Continue the forum thread about the VBAX site showing only advertising, picking up after its last post.

(Excerpted passage):
■ ■ ■ ■
# What's up with that other site?



## NdNoviceHlp (Nov 12, 2014)

Anyone know why the vbax site has only advertising on it now? Dave


----------



## RoryA (Nov 12, 2014)

The VBAX site was down while they were switching to a new server the other day - I suspect it didn't go well.


----------



## NdNoviceHlp (Nov 12, 2014)

Thanks Rory. It just seemed like the address/site had been hijacked by some ad agency. I'll wait and see what happens. Dave


----------



## MARK858 (Nov 13, 2014)

Just has a dodgy start page at the moment you can still get to the excel page...

NdNoviceHlp see your pm


----------



## NdNoviceHlp (Nov 13, 2014)

Thanks Mark. It seems that the repair is a work in progress. I will continue to wait. Dave


----------



## starl (Nov 13, 2014)

NdNovice - are you sure you aren't accessing a cached page? Either in your browser (CTRL+F5 might force a refresh) or at your isp (nothing you can do about that except wait for them)? The site appears to be up to me and has been for a couple of days.
■ ■ ■ ■
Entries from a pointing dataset
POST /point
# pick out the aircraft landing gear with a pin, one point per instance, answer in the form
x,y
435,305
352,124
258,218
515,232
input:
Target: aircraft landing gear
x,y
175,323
■ ■ ■ ■
(Output below):
----------



## RoryA (Nov 13, 2014)

Doesn't work for me.

I have an adblocker running so see very little at all on any of its pages other than a copyright notice and this boilerplate:


> The Sponsored Listings displayed above are served automatically by a third party. Neither the service provider nor the domain owner maintain any relationship with the advertisers. In case of trademark issues please contact the domain owner directly (contact information can be found in whois).


----------



## starl (Nov 13, 2014)

*ugh* you're just trying to make me go there!

I'm running adblocker too and I can see the page. Earlier this week, it was a yellow generic ads page.. like when a website doesn't have page anymore. Not exactly the "buy this domain" - but close.

I've tried on different browsers and PCs.. comes up fine...
Tried it on my phone, too (using Data, not wifi, so different isp server) - site comes up proper.

I'm thinking your isps need to update their caches.. it happens.


----------



## Peter_SSs (Nov 13, 2014)

Working fine for me - Chrome or IE


----------



## NdNoviceHlp (Nov 13, 2014)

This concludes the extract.